Copy the listing below without the pictures, multiplying each x and y coordinate in the answers by 0.95 and rounding to the nearest whole number, with halves rounded up. Leave every other line unchanged, including its numbers.
+++
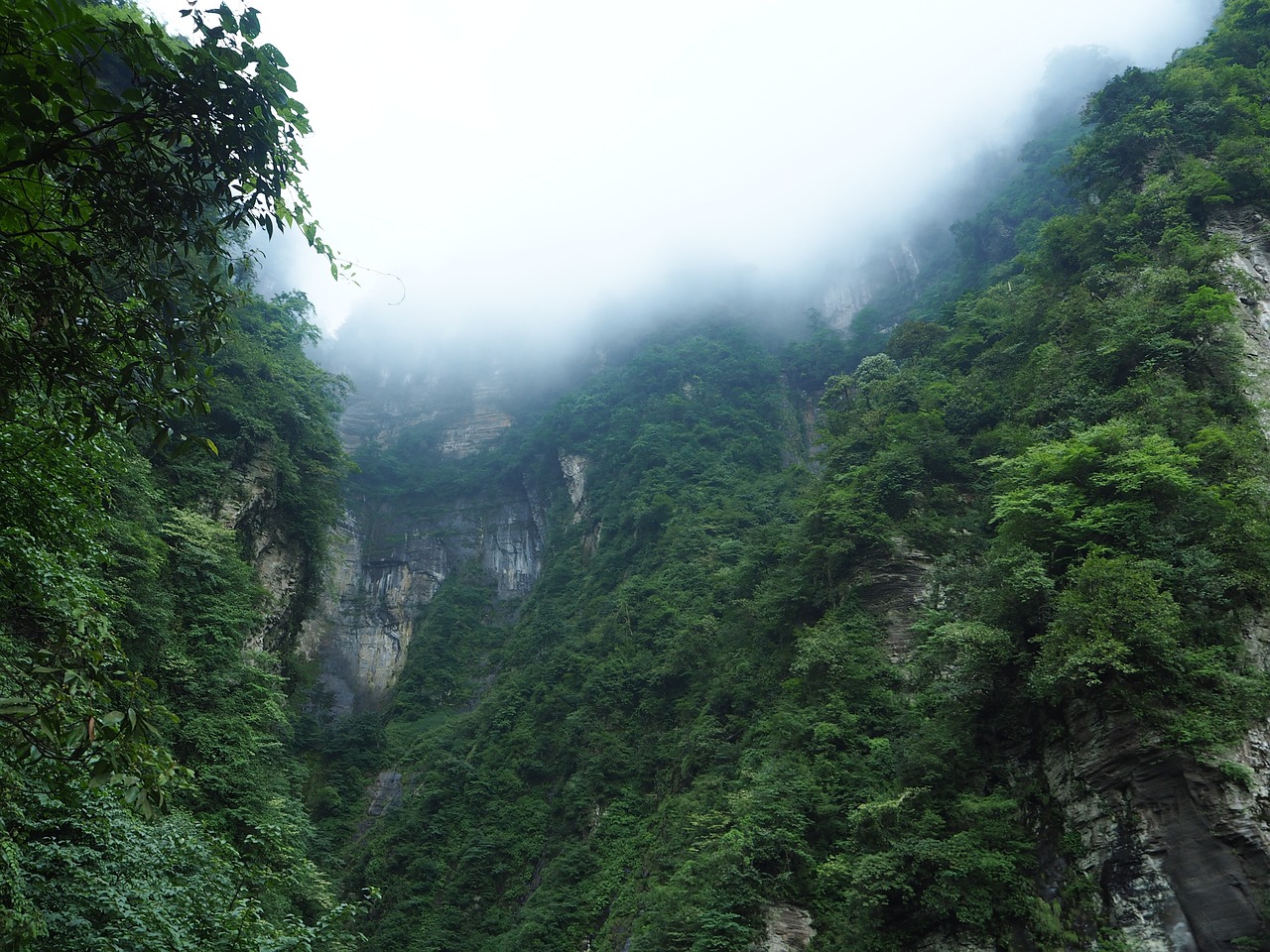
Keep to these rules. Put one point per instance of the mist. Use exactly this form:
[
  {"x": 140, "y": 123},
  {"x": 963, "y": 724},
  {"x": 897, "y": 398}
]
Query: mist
[{"x": 503, "y": 171}]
+++
RESULT OF THE TASK
Keep to these rules. Put one point per instance of the mist. Use exactly this form:
[
  {"x": 140, "y": 123},
  {"x": 963, "y": 724},
  {"x": 897, "y": 398}
]
Query: mist
[{"x": 478, "y": 162}]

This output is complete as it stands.